Por Ing. Carlos Lozada
En un país donde el hambre y la precariedad se han convertido en el pan de cada día, la realidad económica de los venezolanos es simplemente insostenible. Hoy, en marzo de 2025, un kilo de carne molida cuesta 7 dólares y un cartón de huevos 6.7 dólares, mientras el salario mínimo y las pensiones, congelados en 130 bolívares mensuales, equivalen a apenas 1.95 dólares. Hagan las cuentas: con ese ingreso, un trabajador o un jubilado no puede ni siquiera comprar un cartón de huevos al mes, mucho menos alimentarse decentemente o cubrir necesidades básicas. Esta situación, que lleva más de tres años sin un aumento salarial, es una afrenta a la dignidad humana.

Datos presentados:
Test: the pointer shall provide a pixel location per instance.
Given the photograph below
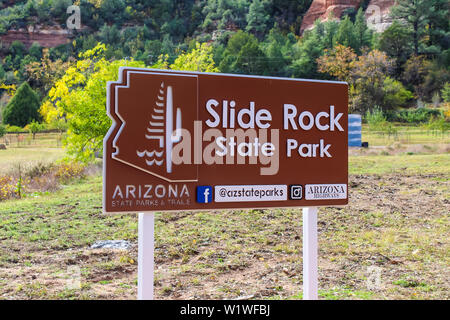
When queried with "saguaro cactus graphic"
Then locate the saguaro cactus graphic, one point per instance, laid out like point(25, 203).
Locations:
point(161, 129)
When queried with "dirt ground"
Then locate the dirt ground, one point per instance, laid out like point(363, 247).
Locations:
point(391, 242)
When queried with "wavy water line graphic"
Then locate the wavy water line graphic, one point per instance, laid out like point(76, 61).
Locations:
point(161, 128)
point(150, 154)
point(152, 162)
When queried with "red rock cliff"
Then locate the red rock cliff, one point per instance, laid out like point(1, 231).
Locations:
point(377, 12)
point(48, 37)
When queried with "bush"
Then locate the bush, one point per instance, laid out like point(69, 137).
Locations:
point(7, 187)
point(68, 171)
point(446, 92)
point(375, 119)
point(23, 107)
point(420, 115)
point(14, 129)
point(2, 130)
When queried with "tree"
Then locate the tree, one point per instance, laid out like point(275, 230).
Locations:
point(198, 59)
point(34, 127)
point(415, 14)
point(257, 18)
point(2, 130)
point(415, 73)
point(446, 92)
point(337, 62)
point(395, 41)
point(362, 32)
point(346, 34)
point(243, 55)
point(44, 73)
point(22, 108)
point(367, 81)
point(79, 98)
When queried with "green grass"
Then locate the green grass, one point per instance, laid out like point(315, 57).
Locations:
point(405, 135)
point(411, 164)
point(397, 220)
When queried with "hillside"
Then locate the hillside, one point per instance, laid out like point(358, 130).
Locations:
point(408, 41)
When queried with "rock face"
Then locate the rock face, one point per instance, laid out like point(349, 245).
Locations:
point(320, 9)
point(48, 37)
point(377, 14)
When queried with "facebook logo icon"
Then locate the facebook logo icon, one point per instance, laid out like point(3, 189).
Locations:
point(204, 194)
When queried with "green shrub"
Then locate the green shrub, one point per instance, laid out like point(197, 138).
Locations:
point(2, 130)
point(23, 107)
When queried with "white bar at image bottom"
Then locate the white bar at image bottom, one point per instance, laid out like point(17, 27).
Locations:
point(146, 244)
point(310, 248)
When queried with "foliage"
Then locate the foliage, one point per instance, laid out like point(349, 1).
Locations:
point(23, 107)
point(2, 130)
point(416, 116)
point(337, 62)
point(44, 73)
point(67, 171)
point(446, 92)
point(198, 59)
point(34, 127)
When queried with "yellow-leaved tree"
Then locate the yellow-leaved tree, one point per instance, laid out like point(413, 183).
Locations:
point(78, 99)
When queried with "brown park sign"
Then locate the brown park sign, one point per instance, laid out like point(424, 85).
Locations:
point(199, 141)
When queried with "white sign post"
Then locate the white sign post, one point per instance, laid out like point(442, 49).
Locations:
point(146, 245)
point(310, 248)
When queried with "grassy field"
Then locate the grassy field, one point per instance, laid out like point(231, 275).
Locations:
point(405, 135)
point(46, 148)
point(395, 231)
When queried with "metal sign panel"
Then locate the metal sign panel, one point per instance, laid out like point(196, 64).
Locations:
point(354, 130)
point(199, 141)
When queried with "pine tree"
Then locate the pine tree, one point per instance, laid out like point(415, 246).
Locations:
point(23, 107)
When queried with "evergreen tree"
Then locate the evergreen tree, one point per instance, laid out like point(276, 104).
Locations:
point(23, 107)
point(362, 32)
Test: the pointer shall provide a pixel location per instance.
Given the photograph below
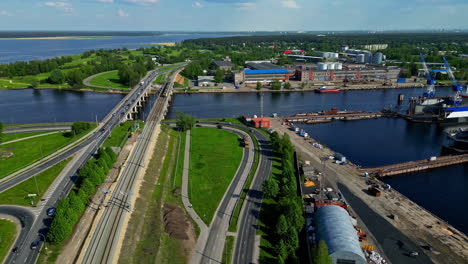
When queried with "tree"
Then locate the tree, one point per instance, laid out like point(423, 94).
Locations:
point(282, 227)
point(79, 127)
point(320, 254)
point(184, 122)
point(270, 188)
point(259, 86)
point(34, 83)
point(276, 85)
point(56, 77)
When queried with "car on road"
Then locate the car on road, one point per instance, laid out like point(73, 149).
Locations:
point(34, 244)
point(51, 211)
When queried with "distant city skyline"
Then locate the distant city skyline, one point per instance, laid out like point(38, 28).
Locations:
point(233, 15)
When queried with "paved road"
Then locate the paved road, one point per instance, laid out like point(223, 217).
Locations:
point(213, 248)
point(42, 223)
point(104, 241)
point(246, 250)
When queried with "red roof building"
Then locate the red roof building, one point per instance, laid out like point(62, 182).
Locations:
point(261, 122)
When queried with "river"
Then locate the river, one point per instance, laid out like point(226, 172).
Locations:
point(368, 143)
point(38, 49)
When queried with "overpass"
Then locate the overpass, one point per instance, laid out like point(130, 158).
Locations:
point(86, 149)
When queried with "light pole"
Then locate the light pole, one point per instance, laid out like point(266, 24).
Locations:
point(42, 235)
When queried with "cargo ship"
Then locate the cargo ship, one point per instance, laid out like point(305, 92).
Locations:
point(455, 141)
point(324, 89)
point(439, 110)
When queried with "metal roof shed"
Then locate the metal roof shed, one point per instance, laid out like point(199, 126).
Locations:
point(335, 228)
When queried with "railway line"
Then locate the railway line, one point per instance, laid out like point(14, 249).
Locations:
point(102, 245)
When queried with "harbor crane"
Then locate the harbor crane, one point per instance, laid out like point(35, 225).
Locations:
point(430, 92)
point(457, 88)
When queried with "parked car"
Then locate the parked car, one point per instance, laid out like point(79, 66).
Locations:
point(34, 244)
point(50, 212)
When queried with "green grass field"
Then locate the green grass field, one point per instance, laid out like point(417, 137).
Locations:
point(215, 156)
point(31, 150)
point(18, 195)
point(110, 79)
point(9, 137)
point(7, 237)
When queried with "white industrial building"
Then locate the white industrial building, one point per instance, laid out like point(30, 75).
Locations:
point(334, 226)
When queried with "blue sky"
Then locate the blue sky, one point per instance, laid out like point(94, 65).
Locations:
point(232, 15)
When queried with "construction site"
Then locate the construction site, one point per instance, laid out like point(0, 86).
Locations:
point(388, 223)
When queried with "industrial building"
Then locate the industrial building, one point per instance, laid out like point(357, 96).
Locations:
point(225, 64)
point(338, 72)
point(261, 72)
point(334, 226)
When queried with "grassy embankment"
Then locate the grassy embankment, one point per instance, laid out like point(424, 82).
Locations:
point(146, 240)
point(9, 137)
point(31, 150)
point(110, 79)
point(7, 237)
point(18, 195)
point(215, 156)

Tareas del ejercicio:
a. Según el texto sobre la economía venezolana, ¿cuánto cuesta un kilo de carne molida en marzo de 2025?
b. Cite textualmente el pasaje del texto sobre la economía venezolana que comienza en "Por Ing. Carlos" y termina en "la dignidad humana.".
c. Traduzca al inglés la siguiente oración del texto sobre la economía venezolana: "Esta situación, que lleva más de tres años sin un aumento salarial, es una afrenta a la dignidad humana."

Soluciones propuestas:
a. 7 dólares.

b.
Por Ing. Carlos Lozada
En un país donde el hambre y la precariedad se han convertido en el pan de cada día, la realidad económica de los venezolanos es simplemente insostenible. Hoy, en marzo de 2025, un kilo de carne molida cuesta 7 dólares y un cartón de huevos 6.7 dólares, mientras el salario mínimo y las pensiones, congelados en 130 bolívares mensuales, equivalen a apenas 1.95 dólares. Hagan las cuentas: con ese ingreso, un trabajador o un jubilado no puede ni siquiera comprar un cartón de huevos al mes, mucho menos alimentarse decentemente o cubrir necesidades básicas. Esta situación, que lleva más de tres años sin un aumento salarial, es una afrenta a la dignidad humana.

c. This situation, which has gone more than three years without a wage increase, is an affront to human dignity.